WHAT IS NEEDED:
From the data below, copy exactly the lines that lie between the one holding "829L858 856H784ZM704 844L709" and the one holding "positive clicks: (753, 901)", including both, and nothing more.

[Stored data]
<<<<

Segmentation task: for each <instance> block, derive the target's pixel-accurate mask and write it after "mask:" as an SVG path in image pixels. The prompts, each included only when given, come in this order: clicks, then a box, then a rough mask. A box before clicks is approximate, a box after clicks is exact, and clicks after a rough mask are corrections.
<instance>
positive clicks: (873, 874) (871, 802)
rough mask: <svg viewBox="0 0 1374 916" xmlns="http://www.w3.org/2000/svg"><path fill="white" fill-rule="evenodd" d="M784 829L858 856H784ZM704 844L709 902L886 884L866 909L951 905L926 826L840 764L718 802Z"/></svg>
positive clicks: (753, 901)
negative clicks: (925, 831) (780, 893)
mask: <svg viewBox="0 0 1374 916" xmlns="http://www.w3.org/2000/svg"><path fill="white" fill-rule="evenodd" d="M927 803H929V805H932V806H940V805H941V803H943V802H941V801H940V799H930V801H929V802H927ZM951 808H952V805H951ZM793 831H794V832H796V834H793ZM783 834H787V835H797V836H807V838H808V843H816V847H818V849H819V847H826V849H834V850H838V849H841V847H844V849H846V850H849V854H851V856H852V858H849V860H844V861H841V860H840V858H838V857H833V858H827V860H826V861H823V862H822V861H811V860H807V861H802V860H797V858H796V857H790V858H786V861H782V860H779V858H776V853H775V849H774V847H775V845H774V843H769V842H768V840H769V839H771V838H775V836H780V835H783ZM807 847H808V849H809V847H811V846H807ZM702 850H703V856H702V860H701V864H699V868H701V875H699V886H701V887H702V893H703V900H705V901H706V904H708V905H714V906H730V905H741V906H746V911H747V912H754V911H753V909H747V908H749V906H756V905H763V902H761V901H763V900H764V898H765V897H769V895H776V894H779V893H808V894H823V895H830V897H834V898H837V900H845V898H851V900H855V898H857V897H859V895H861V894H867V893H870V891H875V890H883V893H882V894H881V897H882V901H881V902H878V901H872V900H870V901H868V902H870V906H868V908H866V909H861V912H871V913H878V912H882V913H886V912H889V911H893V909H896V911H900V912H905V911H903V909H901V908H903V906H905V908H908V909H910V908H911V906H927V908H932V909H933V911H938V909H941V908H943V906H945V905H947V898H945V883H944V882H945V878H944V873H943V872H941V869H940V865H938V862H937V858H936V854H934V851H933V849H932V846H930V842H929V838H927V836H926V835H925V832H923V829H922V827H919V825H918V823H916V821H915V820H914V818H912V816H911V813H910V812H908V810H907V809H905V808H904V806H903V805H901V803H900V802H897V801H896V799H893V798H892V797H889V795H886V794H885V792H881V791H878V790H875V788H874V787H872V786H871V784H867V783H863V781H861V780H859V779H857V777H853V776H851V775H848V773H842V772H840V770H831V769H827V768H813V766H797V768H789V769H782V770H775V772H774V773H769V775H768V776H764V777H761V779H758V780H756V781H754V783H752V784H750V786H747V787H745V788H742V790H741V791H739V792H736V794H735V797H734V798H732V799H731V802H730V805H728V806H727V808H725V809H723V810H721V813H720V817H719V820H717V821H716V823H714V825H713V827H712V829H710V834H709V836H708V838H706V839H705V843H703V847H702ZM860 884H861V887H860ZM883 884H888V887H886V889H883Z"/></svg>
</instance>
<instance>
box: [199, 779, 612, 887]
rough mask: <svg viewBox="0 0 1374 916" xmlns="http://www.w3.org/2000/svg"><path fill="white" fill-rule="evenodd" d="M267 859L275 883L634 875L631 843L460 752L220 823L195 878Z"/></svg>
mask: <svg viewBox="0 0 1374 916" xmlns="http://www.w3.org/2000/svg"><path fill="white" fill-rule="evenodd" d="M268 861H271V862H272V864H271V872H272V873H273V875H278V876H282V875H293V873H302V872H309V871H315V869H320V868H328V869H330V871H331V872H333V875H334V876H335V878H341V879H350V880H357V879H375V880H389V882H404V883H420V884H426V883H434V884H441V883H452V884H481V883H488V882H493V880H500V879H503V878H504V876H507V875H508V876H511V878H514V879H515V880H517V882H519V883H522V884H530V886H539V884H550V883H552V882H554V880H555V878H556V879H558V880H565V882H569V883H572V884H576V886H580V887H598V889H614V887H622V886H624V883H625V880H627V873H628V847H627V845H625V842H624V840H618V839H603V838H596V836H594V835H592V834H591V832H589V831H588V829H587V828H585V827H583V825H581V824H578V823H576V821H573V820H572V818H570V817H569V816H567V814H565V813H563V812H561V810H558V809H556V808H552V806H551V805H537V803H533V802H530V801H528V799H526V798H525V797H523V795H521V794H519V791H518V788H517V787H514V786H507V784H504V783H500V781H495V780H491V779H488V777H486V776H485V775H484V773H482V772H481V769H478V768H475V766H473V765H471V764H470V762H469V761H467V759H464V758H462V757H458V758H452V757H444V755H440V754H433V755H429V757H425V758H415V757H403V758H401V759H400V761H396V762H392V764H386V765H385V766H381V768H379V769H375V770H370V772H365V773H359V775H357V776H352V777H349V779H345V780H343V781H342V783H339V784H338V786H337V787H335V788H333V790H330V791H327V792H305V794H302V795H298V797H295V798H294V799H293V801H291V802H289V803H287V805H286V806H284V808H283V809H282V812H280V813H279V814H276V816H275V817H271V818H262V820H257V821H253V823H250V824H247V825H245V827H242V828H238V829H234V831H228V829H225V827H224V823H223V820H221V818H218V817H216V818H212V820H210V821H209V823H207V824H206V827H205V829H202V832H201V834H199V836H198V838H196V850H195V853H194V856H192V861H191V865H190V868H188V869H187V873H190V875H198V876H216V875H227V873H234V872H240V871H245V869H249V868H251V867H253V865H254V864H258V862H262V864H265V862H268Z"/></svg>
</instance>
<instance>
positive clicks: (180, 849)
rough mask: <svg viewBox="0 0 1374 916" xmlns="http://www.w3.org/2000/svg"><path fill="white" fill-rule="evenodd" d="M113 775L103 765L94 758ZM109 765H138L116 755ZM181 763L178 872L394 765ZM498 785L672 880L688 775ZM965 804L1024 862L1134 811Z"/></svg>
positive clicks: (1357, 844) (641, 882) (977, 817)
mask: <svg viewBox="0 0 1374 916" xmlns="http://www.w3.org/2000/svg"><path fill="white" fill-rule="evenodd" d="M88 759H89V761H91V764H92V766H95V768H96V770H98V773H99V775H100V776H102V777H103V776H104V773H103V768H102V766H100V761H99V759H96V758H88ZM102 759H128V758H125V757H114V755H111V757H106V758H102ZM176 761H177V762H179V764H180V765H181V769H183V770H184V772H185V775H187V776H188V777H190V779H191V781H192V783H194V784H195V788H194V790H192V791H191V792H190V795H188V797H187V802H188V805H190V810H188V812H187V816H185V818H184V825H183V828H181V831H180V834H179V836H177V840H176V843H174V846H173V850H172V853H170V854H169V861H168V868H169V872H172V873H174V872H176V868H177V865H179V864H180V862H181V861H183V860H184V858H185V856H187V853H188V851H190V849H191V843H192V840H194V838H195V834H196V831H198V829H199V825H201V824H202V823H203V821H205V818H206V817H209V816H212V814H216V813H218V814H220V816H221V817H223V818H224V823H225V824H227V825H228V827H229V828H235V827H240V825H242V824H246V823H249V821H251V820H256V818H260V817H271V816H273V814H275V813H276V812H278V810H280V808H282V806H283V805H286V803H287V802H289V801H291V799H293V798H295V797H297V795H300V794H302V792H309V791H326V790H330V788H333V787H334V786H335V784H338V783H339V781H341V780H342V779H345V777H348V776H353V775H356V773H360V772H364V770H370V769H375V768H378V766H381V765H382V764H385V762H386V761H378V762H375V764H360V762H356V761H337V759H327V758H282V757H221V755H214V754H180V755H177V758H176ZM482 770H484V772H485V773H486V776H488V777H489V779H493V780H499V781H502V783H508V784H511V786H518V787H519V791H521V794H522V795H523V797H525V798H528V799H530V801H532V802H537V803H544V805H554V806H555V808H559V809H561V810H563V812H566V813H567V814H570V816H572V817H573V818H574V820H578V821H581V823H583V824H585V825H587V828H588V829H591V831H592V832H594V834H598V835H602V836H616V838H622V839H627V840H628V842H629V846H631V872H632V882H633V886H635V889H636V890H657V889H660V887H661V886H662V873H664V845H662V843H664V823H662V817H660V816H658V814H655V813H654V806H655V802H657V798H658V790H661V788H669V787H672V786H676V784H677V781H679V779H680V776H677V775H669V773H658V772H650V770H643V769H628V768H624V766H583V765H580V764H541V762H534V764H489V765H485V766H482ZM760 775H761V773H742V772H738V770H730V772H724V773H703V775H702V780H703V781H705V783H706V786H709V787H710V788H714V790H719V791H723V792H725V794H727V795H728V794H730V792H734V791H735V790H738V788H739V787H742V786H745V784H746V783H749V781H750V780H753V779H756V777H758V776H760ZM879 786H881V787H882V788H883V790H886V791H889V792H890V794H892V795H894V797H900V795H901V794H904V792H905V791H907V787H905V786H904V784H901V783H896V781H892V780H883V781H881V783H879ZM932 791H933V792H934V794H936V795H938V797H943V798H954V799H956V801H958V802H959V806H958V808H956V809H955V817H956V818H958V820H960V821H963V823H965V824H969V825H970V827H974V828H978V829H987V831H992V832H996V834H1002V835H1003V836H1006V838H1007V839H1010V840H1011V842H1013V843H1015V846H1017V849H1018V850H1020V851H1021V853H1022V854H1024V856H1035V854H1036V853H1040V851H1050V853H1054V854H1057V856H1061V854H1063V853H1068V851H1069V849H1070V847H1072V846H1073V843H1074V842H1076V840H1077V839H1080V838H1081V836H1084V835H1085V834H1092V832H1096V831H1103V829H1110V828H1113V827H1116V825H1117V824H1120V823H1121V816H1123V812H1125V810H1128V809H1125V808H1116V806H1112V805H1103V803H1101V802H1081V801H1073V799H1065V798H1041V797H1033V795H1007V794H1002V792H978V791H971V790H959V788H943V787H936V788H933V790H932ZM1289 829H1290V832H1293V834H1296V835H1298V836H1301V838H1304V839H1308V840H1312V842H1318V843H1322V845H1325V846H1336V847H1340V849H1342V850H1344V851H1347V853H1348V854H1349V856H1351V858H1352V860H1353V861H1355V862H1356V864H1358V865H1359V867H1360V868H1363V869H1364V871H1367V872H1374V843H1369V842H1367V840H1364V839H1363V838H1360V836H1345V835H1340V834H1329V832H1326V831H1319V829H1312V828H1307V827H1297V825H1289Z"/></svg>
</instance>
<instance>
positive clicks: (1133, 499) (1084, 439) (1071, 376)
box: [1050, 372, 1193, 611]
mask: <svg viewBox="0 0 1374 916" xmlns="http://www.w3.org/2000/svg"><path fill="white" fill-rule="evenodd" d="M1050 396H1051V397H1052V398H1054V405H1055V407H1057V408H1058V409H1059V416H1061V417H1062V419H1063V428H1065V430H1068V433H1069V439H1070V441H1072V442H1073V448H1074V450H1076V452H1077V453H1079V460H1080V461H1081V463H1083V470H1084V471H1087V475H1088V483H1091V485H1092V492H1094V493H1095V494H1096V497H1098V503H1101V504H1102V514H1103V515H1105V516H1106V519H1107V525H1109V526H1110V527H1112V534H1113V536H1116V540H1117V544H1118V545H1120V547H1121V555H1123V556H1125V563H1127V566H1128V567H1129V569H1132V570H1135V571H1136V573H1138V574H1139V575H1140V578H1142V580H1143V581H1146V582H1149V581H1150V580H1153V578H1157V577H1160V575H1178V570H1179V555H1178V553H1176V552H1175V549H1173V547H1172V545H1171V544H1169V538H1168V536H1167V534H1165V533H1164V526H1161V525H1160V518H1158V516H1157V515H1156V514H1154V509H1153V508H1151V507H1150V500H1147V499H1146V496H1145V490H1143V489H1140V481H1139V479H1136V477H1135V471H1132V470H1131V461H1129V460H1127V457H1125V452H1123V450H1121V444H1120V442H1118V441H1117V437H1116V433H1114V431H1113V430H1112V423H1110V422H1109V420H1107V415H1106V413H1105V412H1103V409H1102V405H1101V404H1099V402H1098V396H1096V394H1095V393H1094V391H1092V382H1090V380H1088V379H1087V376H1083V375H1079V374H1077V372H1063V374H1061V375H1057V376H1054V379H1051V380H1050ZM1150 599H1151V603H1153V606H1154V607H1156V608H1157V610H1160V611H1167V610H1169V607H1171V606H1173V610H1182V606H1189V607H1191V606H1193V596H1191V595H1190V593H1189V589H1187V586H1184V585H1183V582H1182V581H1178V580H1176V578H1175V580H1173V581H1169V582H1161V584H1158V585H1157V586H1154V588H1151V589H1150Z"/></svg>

>>>>

EXERCISE RESPONSE:
rough mask: <svg viewBox="0 0 1374 916" xmlns="http://www.w3.org/2000/svg"><path fill="white" fill-rule="evenodd" d="M784 829L858 856H784ZM704 844L709 902L886 884L866 909L951 905L926 826L840 764L718 802Z"/></svg>
positive clicks: (753, 901)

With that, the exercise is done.